------ DATA SUPPLIED ------
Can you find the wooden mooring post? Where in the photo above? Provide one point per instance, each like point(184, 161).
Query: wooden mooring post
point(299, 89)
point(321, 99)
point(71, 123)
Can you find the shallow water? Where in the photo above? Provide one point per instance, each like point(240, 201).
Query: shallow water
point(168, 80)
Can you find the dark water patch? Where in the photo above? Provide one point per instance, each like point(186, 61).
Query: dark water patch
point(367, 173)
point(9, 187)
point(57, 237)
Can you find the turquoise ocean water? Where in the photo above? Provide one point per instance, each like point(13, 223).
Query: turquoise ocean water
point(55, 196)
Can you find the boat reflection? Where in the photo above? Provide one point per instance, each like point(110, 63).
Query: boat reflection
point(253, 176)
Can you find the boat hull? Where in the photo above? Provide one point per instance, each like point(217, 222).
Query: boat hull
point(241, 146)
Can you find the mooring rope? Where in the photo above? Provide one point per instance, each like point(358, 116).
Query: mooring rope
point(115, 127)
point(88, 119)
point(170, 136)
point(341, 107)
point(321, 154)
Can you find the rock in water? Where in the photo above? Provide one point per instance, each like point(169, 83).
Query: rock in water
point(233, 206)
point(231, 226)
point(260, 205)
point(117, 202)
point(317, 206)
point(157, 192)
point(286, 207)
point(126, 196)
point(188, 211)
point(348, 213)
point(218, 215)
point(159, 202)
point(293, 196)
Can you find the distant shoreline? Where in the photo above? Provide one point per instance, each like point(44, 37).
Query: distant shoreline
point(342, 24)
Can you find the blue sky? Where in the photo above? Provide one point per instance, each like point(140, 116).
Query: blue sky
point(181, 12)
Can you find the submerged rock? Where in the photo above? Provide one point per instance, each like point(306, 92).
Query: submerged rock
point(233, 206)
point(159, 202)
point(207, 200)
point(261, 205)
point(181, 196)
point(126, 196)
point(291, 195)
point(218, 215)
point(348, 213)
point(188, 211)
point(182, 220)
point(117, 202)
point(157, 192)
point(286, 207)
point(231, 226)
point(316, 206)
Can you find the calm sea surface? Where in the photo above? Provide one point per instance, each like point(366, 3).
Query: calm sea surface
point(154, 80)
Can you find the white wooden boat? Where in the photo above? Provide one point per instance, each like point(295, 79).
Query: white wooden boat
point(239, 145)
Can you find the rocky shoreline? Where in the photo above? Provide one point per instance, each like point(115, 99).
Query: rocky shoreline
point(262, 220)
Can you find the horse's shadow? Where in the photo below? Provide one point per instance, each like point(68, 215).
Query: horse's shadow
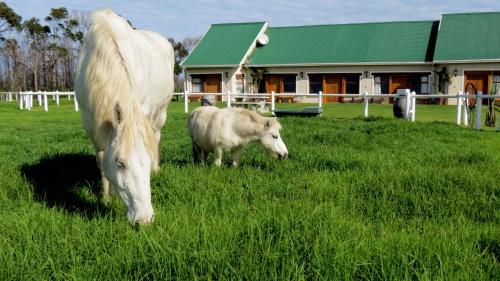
point(67, 181)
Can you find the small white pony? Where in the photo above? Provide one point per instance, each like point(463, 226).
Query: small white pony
point(229, 130)
point(124, 82)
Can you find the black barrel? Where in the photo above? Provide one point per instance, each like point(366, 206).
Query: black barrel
point(207, 100)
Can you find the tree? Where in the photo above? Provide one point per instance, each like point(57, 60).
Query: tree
point(8, 19)
point(190, 42)
point(180, 52)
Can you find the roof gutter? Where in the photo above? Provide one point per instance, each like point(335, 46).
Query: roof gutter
point(211, 66)
point(468, 61)
point(341, 64)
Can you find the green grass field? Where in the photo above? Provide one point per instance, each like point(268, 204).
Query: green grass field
point(375, 199)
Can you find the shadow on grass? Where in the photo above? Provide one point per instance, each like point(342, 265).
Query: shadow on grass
point(68, 181)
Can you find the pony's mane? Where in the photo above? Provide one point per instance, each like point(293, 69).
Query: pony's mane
point(110, 80)
point(256, 122)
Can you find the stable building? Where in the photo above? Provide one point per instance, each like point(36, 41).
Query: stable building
point(468, 48)
point(376, 58)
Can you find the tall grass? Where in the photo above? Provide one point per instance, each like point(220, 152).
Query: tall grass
point(358, 199)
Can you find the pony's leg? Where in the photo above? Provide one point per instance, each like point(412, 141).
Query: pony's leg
point(105, 181)
point(196, 153)
point(204, 156)
point(235, 156)
point(218, 156)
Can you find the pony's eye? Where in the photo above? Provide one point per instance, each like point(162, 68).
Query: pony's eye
point(120, 164)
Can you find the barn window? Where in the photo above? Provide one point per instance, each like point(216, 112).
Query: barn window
point(315, 84)
point(289, 84)
point(239, 86)
point(352, 84)
point(496, 84)
point(197, 85)
point(382, 84)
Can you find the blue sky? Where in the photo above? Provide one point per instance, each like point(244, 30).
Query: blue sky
point(180, 19)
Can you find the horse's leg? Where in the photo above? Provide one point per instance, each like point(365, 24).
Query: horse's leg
point(159, 120)
point(235, 156)
point(156, 156)
point(218, 156)
point(105, 181)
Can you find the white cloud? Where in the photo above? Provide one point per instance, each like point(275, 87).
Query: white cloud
point(179, 19)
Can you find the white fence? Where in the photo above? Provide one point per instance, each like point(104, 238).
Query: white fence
point(8, 96)
point(26, 99)
point(411, 97)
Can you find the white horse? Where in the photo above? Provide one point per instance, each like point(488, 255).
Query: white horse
point(124, 82)
point(229, 130)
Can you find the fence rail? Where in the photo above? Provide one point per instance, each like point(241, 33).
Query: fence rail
point(26, 99)
point(411, 97)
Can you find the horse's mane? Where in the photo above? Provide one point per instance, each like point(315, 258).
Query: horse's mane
point(109, 81)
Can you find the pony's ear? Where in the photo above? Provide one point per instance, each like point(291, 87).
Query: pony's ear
point(269, 122)
point(117, 115)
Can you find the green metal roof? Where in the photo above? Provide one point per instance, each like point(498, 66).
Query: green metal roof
point(224, 44)
point(470, 36)
point(349, 43)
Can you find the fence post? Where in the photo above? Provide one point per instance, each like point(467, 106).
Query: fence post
point(413, 106)
point(30, 100)
point(459, 108)
point(408, 103)
point(273, 106)
point(75, 103)
point(185, 102)
point(365, 95)
point(45, 103)
point(39, 98)
point(465, 106)
point(498, 121)
point(479, 103)
point(21, 104)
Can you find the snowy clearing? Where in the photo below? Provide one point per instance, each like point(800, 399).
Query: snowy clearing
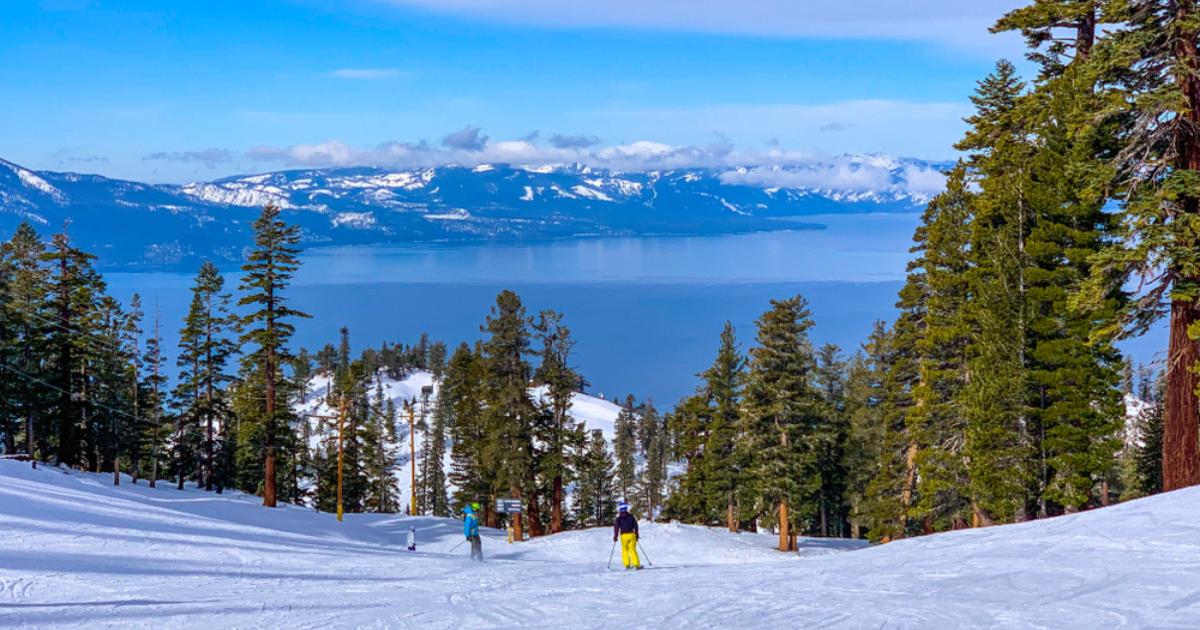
point(75, 551)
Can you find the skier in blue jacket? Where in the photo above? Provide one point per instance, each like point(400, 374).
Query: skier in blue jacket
point(471, 529)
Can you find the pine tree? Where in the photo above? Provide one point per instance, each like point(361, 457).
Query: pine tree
point(509, 412)
point(595, 499)
point(154, 381)
point(75, 289)
point(624, 445)
point(829, 439)
point(268, 328)
point(654, 451)
point(935, 297)
point(865, 403)
point(1149, 456)
point(724, 463)
point(461, 395)
point(562, 431)
point(133, 436)
point(885, 505)
point(1149, 66)
point(27, 315)
point(689, 424)
point(436, 477)
point(999, 443)
point(783, 411)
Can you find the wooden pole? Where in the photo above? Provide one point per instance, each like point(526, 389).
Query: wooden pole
point(341, 421)
point(341, 412)
point(412, 461)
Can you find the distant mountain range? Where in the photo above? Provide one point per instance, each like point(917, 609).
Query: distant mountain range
point(132, 223)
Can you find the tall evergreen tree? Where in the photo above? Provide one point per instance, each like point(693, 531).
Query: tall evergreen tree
point(595, 498)
point(935, 297)
point(1150, 64)
point(999, 441)
point(624, 445)
point(461, 395)
point(509, 412)
point(783, 412)
point(268, 328)
point(27, 315)
point(829, 441)
point(75, 289)
point(724, 462)
point(562, 432)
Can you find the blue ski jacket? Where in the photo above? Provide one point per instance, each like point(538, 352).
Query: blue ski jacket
point(469, 525)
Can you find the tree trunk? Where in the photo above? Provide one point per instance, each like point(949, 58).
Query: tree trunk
point(978, 517)
point(269, 438)
point(517, 533)
point(784, 537)
point(556, 510)
point(1181, 453)
point(534, 516)
point(1181, 467)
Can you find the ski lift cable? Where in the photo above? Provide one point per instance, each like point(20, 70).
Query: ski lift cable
point(59, 325)
point(60, 390)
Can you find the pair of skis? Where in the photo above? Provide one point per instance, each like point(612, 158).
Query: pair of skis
point(640, 549)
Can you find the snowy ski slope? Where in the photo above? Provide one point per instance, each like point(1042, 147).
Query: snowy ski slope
point(75, 551)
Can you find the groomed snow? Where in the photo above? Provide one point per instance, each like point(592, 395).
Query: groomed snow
point(75, 551)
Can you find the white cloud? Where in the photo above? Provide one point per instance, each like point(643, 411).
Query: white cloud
point(924, 180)
point(951, 22)
point(366, 73)
point(839, 174)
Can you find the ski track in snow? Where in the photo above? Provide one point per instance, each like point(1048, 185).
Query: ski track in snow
point(75, 552)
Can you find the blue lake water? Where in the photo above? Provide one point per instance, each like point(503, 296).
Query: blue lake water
point(646, 311)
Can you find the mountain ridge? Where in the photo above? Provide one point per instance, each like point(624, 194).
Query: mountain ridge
point(135, 223)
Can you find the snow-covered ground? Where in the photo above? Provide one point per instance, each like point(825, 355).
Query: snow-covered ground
point(75, 551)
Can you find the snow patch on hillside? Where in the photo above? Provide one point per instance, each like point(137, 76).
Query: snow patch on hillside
point(77, 552)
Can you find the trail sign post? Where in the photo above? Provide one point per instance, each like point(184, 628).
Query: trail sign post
point(508, 505)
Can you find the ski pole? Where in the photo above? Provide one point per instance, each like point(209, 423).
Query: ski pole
point(643, 553)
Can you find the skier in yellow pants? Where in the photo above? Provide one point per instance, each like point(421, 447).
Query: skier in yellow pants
point(627, 528)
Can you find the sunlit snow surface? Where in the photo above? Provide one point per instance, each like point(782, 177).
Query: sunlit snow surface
point(75, 551)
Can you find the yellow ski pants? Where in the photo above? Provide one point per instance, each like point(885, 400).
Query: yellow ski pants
point(629, 550)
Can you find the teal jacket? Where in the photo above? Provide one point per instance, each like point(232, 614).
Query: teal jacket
point(469, 523)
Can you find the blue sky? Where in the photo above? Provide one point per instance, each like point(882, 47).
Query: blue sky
point(180, 90)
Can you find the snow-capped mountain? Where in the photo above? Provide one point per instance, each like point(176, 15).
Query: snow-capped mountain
point(137, 223)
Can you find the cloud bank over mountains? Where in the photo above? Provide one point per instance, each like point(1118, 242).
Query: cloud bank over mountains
point(469, 147)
------
■ THE PROBLEM
Beginning at the line that has "Query: white wooden boat" and ending at the line that has "Can you find the small", restate the listing above word for word, pictures left out.

■ EXERCISE SOLUTION
Query: white wooden boat
point(239, 145)
Can you find the rocky shoreline? Where in the photo above? Provide one point per instance, each like point(115, 99).
Query: rocky shoreline
point(262, 220)
Can you find the horse's shadow? Where in the photo below? Provide one point per instance, each like point(68, 215).
Query: horse's shadow
point(67, 181)
Can you find the small white pony? Where in the photo above? Provide one point per instance, each like point(463, 226).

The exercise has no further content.